Records for processing
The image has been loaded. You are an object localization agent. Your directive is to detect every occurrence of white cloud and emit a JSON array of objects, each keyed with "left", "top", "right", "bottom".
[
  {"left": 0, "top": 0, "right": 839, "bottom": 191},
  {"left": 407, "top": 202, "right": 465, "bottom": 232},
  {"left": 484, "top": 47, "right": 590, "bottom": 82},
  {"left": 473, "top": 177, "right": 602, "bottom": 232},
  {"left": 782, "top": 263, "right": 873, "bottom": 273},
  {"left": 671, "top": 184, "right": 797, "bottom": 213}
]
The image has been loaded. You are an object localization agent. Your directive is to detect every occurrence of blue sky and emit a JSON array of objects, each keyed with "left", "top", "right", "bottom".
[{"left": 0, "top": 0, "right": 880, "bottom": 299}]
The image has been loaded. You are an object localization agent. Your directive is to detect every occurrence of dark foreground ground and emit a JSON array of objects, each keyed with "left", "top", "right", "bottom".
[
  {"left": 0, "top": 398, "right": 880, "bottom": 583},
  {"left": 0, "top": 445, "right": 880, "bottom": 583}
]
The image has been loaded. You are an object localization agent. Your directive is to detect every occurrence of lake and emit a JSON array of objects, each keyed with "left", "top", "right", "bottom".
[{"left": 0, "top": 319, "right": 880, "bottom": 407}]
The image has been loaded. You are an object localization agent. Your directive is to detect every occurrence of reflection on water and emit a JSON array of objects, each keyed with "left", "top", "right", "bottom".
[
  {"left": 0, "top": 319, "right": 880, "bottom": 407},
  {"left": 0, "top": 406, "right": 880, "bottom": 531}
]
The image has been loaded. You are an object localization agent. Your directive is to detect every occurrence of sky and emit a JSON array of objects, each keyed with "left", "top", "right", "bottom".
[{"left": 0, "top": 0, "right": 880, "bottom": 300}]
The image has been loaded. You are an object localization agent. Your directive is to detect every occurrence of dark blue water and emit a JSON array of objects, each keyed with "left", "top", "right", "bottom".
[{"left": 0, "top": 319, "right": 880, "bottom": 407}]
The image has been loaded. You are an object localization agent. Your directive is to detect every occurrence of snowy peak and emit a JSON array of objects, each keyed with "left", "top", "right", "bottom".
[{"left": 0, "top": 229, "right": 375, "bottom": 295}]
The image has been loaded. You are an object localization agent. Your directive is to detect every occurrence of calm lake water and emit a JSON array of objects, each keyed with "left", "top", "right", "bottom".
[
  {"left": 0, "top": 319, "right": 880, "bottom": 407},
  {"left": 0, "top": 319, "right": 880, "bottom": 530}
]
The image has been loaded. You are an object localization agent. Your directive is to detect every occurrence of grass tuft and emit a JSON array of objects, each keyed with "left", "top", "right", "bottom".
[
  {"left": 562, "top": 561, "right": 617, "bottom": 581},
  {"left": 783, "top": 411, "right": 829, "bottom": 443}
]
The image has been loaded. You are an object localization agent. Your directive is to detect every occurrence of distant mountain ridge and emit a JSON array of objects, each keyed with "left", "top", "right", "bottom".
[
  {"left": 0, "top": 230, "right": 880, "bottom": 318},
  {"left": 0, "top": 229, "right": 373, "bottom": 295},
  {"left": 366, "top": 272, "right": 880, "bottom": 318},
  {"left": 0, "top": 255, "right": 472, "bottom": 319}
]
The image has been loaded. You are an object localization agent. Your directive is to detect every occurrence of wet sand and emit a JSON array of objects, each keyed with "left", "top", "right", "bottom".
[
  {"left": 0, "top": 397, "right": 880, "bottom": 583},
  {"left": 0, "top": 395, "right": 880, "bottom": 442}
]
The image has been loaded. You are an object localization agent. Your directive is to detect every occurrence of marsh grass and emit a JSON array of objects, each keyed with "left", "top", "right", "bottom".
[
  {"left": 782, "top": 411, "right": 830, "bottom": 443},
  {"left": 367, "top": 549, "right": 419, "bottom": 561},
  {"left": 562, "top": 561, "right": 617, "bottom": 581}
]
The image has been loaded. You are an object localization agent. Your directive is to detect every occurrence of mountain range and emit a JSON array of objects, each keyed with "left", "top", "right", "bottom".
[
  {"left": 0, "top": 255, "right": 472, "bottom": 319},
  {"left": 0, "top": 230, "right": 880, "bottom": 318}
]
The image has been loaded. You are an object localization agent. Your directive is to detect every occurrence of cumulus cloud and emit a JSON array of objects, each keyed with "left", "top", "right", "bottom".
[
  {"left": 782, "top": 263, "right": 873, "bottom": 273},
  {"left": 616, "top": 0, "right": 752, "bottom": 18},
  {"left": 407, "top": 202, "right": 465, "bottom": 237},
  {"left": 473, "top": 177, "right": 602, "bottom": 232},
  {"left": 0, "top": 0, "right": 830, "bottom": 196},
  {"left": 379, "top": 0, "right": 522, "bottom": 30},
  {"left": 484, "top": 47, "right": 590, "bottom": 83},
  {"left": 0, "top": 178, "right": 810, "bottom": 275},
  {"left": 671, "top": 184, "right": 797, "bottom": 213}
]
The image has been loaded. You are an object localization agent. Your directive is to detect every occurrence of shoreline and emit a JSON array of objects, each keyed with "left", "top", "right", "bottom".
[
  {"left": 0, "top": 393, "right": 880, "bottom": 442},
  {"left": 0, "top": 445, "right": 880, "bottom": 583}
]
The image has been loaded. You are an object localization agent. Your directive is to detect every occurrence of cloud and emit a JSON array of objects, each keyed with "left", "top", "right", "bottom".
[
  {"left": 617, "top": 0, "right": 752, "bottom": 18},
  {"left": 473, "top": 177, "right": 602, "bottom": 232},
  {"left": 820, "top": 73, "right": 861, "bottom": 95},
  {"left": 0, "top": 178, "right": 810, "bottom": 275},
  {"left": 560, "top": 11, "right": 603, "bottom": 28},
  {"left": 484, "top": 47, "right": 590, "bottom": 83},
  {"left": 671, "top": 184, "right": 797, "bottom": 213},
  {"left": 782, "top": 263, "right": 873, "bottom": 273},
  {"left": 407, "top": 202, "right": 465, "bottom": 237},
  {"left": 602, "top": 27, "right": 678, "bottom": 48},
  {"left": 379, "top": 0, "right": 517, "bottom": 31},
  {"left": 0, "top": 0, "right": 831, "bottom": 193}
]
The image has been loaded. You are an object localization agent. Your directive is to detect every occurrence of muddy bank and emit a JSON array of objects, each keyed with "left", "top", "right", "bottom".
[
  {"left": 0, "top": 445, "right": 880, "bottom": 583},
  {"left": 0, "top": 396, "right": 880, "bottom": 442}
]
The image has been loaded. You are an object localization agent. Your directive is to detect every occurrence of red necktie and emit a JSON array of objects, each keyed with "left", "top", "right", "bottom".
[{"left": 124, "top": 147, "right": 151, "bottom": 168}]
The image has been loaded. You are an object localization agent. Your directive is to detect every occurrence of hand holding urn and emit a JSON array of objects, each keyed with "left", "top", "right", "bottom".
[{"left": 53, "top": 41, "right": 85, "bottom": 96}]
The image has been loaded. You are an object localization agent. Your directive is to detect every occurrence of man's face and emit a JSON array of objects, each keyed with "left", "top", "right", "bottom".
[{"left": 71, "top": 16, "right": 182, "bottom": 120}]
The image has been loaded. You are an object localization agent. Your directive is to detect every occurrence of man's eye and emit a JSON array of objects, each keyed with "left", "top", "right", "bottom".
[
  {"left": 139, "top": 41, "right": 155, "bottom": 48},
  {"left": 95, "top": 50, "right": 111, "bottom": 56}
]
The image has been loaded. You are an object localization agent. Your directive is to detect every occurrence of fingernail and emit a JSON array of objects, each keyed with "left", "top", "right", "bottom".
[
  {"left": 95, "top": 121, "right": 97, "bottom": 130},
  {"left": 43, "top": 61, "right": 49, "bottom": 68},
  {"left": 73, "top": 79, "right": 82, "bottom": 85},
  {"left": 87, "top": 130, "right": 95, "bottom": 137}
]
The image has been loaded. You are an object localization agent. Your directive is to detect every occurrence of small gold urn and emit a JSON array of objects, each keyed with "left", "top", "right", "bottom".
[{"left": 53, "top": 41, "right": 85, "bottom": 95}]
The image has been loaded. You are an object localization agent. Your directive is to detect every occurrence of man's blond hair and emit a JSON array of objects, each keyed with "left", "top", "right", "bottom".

What you are asked to do
Repeat, without change, each line of the data above from the one that contains "of man's face" through the final line, counting both.

Task answer
The image has been loaded. You are an object localization agent. Your directive is to detect every occurrence of man's face and emit a JSON array of objects, each keyed with "left", "top", "right", "bottom".
[{"left": 71, "top": 16, "right": 182, "bottom": 120}]
The image has been loaded. You are an object localization agent. Your directive is to detect every occurrence of man's eye and emit a JSON array of objects, each keyed with "left", "top", "right", "bottom".
[
  {"left": 139, "top": 41, "right": 155, "bottom": 48},
  {"left": 95, "top": 50, "right": 111, "bottom": 56}
]
The image has been loaded. You are an object localization agent. Your directive is to detect every occurrence of fingernail and emit a JSON array of objects, each keyed with "left", "top", "right", "bottom".
[
  {"left": 95, "top": 121, "right": 97, "bottom": 130},
  {"left": 43, "top": 61, "right": 49, "bottom": 68},
  {"left": 73, "top": 79, "right": 82, "bottom": 85},
  {"left": 87, "top": 130, "right": 95, "bottom": 137}
]
The image has been loaded. You are an object localization agent. Your directive is to detect every occurrence of small gold urn and emit a JSON array of objects, each keyed with "left", "top", "right", "bottom".
[{"left": 53, "top": 41, "right": 85, "bottom": 95}]
The image has been loaded. You are an object localization agent. Your directive is to detect every occurrence of man's blond hair and emit a JSON array of objects, each keyed with "left", "top", "right", "bottom".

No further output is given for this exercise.